Data for this task:
(begin)

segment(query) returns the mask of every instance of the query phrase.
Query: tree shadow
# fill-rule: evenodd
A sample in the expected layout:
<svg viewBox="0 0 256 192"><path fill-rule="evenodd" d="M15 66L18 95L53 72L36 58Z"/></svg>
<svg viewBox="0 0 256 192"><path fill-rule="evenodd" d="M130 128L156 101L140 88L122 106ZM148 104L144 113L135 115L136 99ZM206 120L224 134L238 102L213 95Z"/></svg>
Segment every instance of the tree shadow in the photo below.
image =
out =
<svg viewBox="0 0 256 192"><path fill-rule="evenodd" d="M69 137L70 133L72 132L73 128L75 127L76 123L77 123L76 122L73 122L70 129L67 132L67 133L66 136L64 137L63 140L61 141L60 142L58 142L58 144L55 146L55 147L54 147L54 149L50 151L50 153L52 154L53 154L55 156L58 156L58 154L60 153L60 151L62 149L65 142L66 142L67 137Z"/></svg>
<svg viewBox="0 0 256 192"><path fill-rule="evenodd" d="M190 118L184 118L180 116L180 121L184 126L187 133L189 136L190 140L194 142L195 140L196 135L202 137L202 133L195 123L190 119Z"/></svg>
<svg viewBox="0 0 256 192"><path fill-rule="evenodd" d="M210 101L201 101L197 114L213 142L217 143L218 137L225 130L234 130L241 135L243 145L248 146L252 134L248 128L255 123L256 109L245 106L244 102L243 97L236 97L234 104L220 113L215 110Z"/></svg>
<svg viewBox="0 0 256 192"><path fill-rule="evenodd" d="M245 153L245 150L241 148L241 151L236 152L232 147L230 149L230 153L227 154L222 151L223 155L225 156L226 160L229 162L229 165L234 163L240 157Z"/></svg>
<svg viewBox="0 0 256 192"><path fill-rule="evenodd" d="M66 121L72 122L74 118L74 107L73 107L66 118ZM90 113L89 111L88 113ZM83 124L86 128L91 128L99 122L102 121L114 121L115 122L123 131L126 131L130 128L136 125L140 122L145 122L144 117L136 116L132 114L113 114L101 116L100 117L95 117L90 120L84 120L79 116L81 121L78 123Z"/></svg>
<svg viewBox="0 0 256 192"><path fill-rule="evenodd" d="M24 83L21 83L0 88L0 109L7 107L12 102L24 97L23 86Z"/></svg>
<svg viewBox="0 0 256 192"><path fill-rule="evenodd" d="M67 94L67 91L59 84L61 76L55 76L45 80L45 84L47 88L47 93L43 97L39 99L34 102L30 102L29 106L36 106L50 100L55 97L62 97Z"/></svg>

(end)

Problem description: Convert every line of the entries above into a Markdown table with two columns, Row and Line, giving each line its own numbered row and omitting blank lines.

Expected answer:
| Row | Line |
|---|---|
| 1 | segment(query) returns the mask of every instance of the query phrase. |
| 2 | Query: tree shadow |
| 3 | # fill-rule: evenodd |
| 4 | A sample in the expected layout: |
| 5 | <svg viewBox="0 0 256 192"><path fill-rule="evenodd" d="M15 66L18 95L53 72L36 58Z"/></svg> |
| 6 | <svg viewBox="0 0 256 192"><path fill-rule="evenodd" d="M130 128L156 101L140 88L122 106ZM148 104L144 113L135 115L136 99ZM206 120L224 134L238 102L213 95Z"/></svg> |
| 7 | Segment every instance of the tree shadow in the photo below. |
| 8 | image = |
| 9 | out = |
| 10 | <svg viewBox="0 0 256 192"><path fill-rule="evenodd" d="M69 137L70 133L72 132L73 128L75 127L76 123L77 123L76 122L73 122L70 129L67 132L67 133L66 136L64 137L63 140L61 141L60 142L58 142L58 144L55 146L55 147L54 147L54 149L50 151L50 153L52 154L53 154L55 156L58 156L58 154L60 153L60 151L62 149L65 142L66 142L67 137Z"/></svg> |
| 11 | <svg viewBox="0 0 256 192"><path fill-rule="evenodd" d="M190 118L184 118L180 116L180 121L184 126L187 133L189 136L190 140L194 142L195 140L196 135L202 137L202 133L195 123L190 119Z"/></svg> |
| 12 | <svg viewBox="0 0 256 192"><path fill-rule="evenodd" d="M210 101L201 101L197 114L213 142L217 143L218 137L225 130L234 130L241 135L243 145L248 146L252 134L248 128L255 123L256 109L245 106L244 102L243 97L236 97L234 104L220 113L215 110Z"/></svg> |
| 13 | <svg viewBox="0 0 256 192"><path fill-rule="evenodd" d="M245 153L245 150L241 148L241 151L236 152L232 147L230 149L230 153L227 154L222 151L223 155L225 156L226 160L229 162L229 165L234 163L240 157Z"/></svg> |
| 14 | <svg viewBox="0 0 256 192"><path fill-rule="evenodd" d="M66 121L72 122L74 118L74 107L73 107L66 118ZM90 113L89 111L88 113ZM83 124L86 128L91 128L99 122L102 121L114 121L115 122L123 131L126 131L130 128L136 125L140 122L145 122L144 117L136 116L132 114L113 114L101 116L100 117L95 117L90 120L84 120L79 116L81 121L78 123Z"/></svg> |
| 15 | <svg viewBox="0 0 256 192"><path fill-rule="evenodd" d="M24 83L21 83L0 88L0 109L7 107L12 102L24 97L23 86Z"/></svg> |
| 16 | <svg viewBox="0 0 256 192"><path fill-rule="evenodd" d="M67 94L67 91L59 84L61 76L55 76L45 80L45 84L47 88L47 93L43 97L39 99L34 102L30 102L29 106L36 106L50 100L55 97L62 97Z"/></svg> |